:: Task directions ::
Please list every bug identifier given on the "Bug:" line of the patch below.

[Given passage start]

From 95cb56bd895dc83b8588e2b0090d417ecd9efa97 Mon Sep 17 00:00:00 2001
From: Danil Chapovalov <danilchap@webrtc.org>
Date: Thu, 30 Jan 2020 15:03:26 +0100
Subject: [PATCH] Add extra input validation to RtpFrameReferenceFinder for
 codec-specific cases

wrap ids before unwrapping: should be noop for ids arrived from the
network, but avoids DCHECKs for ids arrived from fuzzer.

for vp9 double check number of references doesn't exceed maximum.
for vp8 drop key frames for non-zero temporal id.
for general by seqnum code path do not set last_picture_id_:
it is not used there, but may confuse vp8 codepath.

as a slight speed up avoid copying RTPVideoTypeHeader for vp8 and vp9.

Bug: chromium:1046995, chromium:1047024, chromium:1047095, chromium:1047165, chromium:1047190
Change-Id: I1ab0833d32e2c023cbf5e3cfcc9e74f1c558e44b
Reviewed-on: https://webrtc-review.googlesource.com/c/src/+/168040
Reviewed-by: Philip Eliasson <philipel@webrtc.org>
Commit-Queue: Danil Chapovalov <danilchap@webrtc.org>
Cr-Commit-Position: refs/heads/master@{#30426}
---
 .../rtp_frame_reference_finder.cc             | 26 ++++++++++---------
 1 file changed, 14 insertions(+), 12 deletions(-)

diff --git a/modules/video_coding/rtp_frame_reference_finder.cc b/modules/video_coding/rtp_frame_reference_finder.cc
index f6ee1af888..3767161e36 100644
--- a/modules/video_coding/rtp_frame_reference_finder.cc
+++ b/modules/video_coding/rtp_frame_reference_finder.cc
@@ -204,7 +204,7 @@ RtpFrameReferenceFinder::ManageFramePidOrSeqNum(RtpFrameObject* frame,
   // If |picture_id| is specified then we use that to set the frame references,
   // otherwise we use sequence number.
   if (picture_id != kNoPictureId) {
-    frame->id.picture_id = unwrapper_.Unwrap(picture_id);
+    frame->id.picture_id = unwrapper_.Unwrap(picture_id & 0x7FFF);
     frame->num_references =
         frame->frame_type() == VideoFrameType::kVideoFrameKey ? 0 : 1;
     frame->references[0] = frame->id.picture_id - 1;
@@ -265,7 +265,6 @@ RtpFrameReferenceFinder::ManageFramePidOrSeqNum(RtpFrameObject* frame,
     seq_num_it->second.second = frame->id.picture_id;
   }
 
-  last_picture_id_ = frame->id.picture_id;
   UpdateLastPictureIdWithPadding(frame->id.picture_id);
   frame->id.picture_id = rtp_seq_num_unwrapper_.Unwrap(frame->id.picture_id);
   return kHandOff;
@@ -274,10 +273,8 @@ RtpFrameReferenceFinder::ManageFramePidOrSeqNum(RtpFrameObject* frame,
 RtpFrameReferenceFinder::FrameDecision RtpFrameReferenceFinder::ManageFrameVp8(
     RtpFrameObject* frame) {
   const RTPVideoHeader& video_header = frame->GetRtpVideoHeader();
-  RTPVideoTypeHeader rtp_codec_header = video_header.video_type_header;
-
   const RTPVideoHeaderVP8& codec_header =
-      absl::get<RTPVideoHeaderVP8>(rtp_codec_header);
+      absl::get<RTPVideoHeaderVP8>(video_header.video_type_header);
 
   if (codec_header.pictureId == kNoPictureId ||
       codec_header.temporalIdx == kNoTemporalIdx ||
@@ -289,7 +286,7 @@ RtpFrameReferenceFinder::FrameDecision RtpFrameReferenceFinder::ManageFrameVp8(
   if (codec_header.temporalIdx >= kMaxTemporalLayers)

[Given passage end]
[Listed entries start]

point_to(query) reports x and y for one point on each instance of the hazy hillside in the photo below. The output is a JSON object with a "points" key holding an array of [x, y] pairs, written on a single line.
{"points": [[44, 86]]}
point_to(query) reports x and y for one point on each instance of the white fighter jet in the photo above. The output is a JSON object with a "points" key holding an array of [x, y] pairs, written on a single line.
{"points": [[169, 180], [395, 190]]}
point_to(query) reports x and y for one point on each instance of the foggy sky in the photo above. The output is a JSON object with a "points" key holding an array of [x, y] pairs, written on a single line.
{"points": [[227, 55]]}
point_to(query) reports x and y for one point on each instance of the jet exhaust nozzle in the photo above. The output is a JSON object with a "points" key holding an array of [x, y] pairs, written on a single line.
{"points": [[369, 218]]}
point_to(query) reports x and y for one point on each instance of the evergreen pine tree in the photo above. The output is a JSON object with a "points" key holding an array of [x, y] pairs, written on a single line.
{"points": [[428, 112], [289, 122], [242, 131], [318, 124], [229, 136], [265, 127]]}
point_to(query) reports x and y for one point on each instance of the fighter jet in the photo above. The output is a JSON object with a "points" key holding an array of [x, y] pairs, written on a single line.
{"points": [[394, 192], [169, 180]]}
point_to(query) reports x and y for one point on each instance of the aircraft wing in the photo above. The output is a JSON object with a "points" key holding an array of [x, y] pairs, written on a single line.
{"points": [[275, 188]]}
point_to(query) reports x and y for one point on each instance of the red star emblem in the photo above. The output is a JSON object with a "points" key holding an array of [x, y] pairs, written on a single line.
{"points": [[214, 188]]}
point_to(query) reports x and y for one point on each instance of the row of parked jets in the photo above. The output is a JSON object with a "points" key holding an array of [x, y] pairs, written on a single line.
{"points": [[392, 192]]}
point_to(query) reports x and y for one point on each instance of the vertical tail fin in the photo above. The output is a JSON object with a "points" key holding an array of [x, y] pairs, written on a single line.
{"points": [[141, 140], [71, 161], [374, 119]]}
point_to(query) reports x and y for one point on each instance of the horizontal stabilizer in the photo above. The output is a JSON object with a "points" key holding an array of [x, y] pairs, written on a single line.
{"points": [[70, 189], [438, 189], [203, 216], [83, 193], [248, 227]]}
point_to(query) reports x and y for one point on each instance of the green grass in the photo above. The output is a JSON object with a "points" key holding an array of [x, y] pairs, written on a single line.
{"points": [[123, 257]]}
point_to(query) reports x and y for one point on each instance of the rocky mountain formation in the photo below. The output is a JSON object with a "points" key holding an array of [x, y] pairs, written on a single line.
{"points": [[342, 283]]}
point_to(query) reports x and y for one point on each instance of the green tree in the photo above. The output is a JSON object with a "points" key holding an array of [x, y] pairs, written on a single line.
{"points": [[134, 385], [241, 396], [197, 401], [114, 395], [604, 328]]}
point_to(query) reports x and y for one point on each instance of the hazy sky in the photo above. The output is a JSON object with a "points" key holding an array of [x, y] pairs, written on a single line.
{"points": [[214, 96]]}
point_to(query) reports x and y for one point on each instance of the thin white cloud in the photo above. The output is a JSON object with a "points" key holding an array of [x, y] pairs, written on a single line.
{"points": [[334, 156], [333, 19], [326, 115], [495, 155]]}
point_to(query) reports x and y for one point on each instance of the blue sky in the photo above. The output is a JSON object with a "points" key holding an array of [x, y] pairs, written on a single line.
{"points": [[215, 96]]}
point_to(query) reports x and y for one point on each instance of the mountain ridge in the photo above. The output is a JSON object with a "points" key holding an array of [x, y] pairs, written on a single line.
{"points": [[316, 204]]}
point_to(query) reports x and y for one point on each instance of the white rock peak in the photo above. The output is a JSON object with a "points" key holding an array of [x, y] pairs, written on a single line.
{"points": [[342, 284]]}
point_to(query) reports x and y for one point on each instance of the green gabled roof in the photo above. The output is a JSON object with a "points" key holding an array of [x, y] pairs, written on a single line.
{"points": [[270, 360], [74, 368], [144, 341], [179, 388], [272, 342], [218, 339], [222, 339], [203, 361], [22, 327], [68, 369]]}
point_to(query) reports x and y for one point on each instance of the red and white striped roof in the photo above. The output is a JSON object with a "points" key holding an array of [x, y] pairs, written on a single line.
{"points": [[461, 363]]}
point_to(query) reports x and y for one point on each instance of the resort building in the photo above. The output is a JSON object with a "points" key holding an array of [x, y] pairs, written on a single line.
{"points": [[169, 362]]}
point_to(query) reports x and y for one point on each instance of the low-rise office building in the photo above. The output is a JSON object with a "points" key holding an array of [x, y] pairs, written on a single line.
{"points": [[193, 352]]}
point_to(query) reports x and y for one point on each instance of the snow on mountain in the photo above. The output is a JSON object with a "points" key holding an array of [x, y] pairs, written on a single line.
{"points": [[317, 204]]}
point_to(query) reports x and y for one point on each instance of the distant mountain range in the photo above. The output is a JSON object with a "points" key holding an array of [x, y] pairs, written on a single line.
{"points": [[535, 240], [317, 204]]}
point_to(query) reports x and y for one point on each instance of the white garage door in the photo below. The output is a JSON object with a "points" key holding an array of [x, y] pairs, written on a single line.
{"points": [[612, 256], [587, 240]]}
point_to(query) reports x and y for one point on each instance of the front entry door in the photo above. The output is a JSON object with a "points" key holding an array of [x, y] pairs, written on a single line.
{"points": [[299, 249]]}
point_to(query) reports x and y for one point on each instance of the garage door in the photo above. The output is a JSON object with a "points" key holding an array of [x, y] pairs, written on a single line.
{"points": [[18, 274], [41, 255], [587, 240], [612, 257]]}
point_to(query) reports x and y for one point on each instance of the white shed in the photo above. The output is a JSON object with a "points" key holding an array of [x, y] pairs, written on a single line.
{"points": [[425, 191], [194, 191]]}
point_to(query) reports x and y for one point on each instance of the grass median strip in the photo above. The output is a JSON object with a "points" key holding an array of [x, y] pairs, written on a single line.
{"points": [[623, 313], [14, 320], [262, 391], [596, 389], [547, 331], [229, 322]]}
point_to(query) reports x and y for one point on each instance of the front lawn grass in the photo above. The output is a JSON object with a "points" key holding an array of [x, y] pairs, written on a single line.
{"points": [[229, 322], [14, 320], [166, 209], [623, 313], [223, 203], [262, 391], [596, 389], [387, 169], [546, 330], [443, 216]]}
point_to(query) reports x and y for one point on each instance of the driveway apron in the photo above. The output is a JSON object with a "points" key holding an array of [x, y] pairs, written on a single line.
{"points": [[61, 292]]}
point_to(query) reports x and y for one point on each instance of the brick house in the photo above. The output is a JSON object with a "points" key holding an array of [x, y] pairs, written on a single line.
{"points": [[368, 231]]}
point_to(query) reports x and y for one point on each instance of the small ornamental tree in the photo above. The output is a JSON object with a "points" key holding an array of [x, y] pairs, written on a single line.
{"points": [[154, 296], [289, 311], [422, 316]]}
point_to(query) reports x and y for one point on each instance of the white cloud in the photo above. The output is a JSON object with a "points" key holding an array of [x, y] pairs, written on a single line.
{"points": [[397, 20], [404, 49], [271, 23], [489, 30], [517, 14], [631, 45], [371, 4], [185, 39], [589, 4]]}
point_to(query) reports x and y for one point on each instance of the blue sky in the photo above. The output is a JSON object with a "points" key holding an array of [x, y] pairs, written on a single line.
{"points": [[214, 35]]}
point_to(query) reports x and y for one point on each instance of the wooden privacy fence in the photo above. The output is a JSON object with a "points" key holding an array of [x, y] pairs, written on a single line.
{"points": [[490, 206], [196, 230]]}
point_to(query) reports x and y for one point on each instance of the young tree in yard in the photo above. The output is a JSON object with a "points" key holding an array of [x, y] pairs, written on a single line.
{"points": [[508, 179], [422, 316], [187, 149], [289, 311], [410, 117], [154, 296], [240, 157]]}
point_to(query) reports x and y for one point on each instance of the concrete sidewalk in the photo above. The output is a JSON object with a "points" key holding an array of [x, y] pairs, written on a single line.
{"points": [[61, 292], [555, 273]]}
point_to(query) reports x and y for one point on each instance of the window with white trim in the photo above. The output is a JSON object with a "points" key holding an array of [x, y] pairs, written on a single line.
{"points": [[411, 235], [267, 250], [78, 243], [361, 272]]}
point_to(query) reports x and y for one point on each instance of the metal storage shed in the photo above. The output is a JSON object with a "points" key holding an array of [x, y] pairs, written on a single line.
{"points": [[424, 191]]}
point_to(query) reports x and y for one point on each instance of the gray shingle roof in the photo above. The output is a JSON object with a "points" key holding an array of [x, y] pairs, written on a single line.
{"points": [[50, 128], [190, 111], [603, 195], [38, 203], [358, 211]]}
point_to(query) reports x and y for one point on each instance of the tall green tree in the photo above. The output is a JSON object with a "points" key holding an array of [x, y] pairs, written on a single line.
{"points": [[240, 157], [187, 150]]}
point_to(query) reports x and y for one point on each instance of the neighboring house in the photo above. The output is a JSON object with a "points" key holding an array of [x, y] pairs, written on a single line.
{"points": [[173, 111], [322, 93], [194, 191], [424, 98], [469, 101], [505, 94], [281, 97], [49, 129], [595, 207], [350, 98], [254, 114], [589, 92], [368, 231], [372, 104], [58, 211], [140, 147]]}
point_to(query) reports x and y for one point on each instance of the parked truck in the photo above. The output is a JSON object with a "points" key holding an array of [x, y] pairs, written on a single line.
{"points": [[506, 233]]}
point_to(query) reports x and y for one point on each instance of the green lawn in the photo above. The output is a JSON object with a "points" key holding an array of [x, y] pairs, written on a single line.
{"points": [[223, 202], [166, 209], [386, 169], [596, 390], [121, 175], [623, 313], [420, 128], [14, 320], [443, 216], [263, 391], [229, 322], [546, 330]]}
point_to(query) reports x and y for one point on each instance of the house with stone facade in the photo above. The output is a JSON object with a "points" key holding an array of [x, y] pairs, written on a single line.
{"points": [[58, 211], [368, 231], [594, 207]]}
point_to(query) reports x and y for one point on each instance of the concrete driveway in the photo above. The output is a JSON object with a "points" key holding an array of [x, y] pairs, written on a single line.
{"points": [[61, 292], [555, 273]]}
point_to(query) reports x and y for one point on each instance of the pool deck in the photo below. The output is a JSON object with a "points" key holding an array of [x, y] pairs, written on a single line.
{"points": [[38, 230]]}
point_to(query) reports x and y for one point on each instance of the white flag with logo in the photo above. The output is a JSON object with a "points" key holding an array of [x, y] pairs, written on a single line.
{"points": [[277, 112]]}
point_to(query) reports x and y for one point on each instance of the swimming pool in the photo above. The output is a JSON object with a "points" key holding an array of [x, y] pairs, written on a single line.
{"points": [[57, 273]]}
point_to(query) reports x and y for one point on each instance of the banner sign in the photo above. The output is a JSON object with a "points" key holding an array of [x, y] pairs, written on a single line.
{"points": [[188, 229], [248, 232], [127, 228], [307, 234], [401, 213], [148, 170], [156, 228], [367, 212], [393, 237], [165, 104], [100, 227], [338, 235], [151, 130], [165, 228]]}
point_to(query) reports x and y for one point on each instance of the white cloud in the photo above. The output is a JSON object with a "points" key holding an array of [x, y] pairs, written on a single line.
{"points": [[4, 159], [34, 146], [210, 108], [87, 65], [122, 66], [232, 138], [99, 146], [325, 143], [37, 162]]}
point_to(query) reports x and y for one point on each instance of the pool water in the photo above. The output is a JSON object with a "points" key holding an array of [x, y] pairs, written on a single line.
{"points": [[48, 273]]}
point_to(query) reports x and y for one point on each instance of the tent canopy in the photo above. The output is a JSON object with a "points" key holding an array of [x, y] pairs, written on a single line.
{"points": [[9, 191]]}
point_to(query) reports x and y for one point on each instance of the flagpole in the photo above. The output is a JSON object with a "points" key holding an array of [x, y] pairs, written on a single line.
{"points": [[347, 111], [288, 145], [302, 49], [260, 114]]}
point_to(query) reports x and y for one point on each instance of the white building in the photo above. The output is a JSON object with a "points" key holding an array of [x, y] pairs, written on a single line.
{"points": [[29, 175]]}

[Listed entries end]

:: Reply to the exercise ::
chromium:1046995, chromium:1047024, chromium:1047095, chromium:1047165, chromium:1047190